◆ **The task**: Give the lines from the one containing "[Batch spec] Target class: pectoral" through the one containing "[[81, 75, 89, 88], [119, 73, 127, 85]]", inclusive, as a two-column CSV with the columns text and answer. Write one row for each text and its answer, put each value in a single quoted field, and replace line breaks with spaces.

◆ **Supplied information**:
○ ○ ○ ○ ○ ○ ○

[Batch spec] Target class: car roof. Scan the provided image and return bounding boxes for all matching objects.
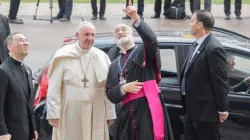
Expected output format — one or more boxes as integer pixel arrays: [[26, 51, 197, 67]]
[[63, 27, 250, 53]]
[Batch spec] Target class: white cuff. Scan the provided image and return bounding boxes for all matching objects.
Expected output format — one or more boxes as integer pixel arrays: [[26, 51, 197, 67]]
[[120, 87, 127, 96], [133, 15, 141, 27]]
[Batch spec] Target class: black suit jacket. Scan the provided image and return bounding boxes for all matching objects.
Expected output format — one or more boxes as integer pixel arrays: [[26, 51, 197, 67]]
[[180, 33, 230, 122], [0, 58, 36, 140], [0, 14, 10, 64], [232, 80, 249, 92]]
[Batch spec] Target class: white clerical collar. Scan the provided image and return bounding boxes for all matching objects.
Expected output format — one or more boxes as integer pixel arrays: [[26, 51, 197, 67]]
[[196, 33, 210, 46], [11, 56, 24, 65], [75, 41, 92, 55]]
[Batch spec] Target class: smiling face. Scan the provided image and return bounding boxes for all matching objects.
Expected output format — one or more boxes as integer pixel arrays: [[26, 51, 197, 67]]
[[114, 24, 134, 50], [189, 13, 202, 37], [8, 34, 29, 59], [76, 26, 95, 50]]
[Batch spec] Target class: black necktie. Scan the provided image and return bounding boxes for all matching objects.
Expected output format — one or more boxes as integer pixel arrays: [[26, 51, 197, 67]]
[[181, 42, 198, 94]]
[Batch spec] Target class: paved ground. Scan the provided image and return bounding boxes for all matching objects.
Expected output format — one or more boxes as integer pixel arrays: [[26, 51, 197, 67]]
[[0, 2, 250, 70]]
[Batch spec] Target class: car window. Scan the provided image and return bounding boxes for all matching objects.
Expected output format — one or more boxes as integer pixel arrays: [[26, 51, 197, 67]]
[[227, 52, 250, 92], [160, 49, 177, 73]]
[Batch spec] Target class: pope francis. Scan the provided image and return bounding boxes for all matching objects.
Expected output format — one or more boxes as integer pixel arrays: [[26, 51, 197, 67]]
[[47, 21, 116, 140]]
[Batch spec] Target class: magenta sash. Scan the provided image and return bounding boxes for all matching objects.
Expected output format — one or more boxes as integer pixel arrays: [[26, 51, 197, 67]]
[[122, 80, 164, 140]]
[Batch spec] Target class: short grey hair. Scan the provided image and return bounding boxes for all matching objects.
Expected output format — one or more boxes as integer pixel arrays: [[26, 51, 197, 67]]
[[77, 21, 96, 33], [4, 32, 20, 46]]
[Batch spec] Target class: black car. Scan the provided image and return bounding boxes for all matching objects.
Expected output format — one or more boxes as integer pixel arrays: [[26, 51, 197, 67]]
[[35, 27, 250, 140]]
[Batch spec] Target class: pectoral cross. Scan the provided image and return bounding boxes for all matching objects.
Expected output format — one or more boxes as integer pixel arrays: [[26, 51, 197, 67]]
[[81, 75, 89, 88], [119, 73, 127, 85]]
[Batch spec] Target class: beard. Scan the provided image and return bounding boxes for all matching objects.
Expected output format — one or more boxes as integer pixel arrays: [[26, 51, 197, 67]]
[[117, 36, 133, 49]]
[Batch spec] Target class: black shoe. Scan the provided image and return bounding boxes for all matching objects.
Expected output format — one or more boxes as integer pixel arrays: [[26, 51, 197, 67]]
[[9, 19, 23, 24], [60, 17, 70, 22], [122, 15, 131, 19], [99, 15, 106, 20], [151, 13, 160, 18], [91, 15, 97, 20], [236, 15, 242, 20], [225, 15, 231, 20], [183, 15, 191, 20], [52, 15, 63, 20]]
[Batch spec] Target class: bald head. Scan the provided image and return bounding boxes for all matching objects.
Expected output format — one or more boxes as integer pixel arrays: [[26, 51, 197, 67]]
[[77, 21, 96, 33]]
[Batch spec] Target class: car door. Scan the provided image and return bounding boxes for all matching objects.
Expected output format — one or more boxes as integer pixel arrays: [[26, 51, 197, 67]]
[[220, 48, 250, 140], [159, 43, 188, 140]]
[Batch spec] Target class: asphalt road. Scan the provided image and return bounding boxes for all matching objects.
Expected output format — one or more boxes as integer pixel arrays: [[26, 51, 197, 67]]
[[11, 15, 250, 71]]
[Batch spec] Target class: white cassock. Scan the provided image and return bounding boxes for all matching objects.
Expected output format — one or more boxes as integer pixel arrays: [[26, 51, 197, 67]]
[[46, 42, 116, 140]]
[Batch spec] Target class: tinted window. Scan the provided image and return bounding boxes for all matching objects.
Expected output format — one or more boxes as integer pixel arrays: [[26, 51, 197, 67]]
[[160, 49, 177, 73]]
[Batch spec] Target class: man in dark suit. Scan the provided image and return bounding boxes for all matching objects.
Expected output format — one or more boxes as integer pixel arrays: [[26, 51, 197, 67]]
[[180, 10, 230, 140], [91, 0, 106, 20], [53, 0, 73, 22], [9, 0, 23, 24], [0, 33, 38, 140], [0, 14, 10, 64]]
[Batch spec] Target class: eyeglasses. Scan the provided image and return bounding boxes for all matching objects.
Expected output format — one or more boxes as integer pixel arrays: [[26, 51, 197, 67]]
[[16, 38, 30, 44]]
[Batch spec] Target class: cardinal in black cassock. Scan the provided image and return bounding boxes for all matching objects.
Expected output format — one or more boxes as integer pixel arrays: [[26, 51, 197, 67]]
[[106, 6, 173, 140]]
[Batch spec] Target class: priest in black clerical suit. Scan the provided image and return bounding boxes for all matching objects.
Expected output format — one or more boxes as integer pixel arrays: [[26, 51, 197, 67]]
[[0, 33, 38, 140], [106, 6, 173, 140]]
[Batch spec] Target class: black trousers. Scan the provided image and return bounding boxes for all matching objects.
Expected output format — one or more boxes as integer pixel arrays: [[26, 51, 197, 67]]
[[91, 0, 106, 16], [224, 0, 242, 16], [9, 0, 21, 19], [58, 0, 73, 18], [126, 0, 144, 15], [184, 116, 220, 140], [154, 0, 171, 15], [190, 0, 211, 13]]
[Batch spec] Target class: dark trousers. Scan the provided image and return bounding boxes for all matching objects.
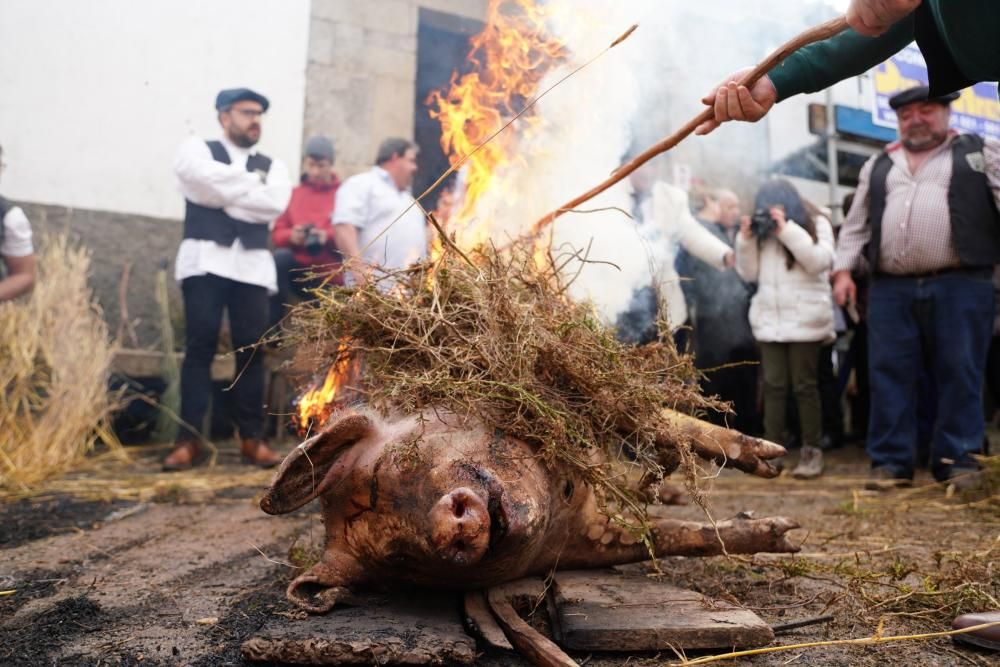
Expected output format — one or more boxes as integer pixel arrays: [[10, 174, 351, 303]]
[[271, 248, 323, 324], [760, 342, 823, 447], [868, 272, 993, 480], [178, 275, 269, 439]]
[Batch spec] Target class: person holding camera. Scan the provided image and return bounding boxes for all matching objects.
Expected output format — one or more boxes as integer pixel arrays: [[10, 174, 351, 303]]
[[736, 179, 834, 479], [271, 135, 344, 323]]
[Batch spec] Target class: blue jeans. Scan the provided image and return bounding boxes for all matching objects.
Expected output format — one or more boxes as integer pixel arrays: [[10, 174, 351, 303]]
[[868, 271, 993, 480]]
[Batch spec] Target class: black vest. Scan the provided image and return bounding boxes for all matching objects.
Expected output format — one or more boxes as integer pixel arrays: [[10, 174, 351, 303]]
[[184, 141, 271, 250], [866, 134, 1000, 273]]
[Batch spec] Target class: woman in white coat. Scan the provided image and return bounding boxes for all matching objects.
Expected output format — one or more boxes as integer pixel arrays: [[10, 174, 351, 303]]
[[736, 179, 834, 478]]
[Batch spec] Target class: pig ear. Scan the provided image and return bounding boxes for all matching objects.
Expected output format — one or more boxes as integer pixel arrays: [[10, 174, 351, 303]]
[[260, 415, 372, 514]]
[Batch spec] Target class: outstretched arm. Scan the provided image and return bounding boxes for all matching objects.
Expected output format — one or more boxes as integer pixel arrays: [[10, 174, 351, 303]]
[[697, 15, 915, 134]]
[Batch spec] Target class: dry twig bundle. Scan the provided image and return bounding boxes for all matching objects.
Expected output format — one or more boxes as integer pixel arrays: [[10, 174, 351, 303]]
[[0, 236, 124, 488], [288, 246, 718, 526]]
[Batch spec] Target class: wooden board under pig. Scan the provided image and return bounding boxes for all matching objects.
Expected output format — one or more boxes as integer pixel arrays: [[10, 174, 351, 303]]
[[551, 570, 774, 651], [242, 592, 476, 665]]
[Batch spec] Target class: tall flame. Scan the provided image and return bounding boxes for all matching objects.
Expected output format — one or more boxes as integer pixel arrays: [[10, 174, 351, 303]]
[[427, 0, 566, 247], [295, 340, 358, 433]]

○ ○ ○ ○ ○ ○ ○

◆ **Complete response**:
text,answer
"[Batch spec] Target class: pectoral cross. Scan the provided image and return bounding boxes for all matching objects. Expected output format — one or more boxes as integer pixel arrays: [[26, 51, 197, 67]]","[[81, 75, 89, 88], [119, 73, 127, 85]]"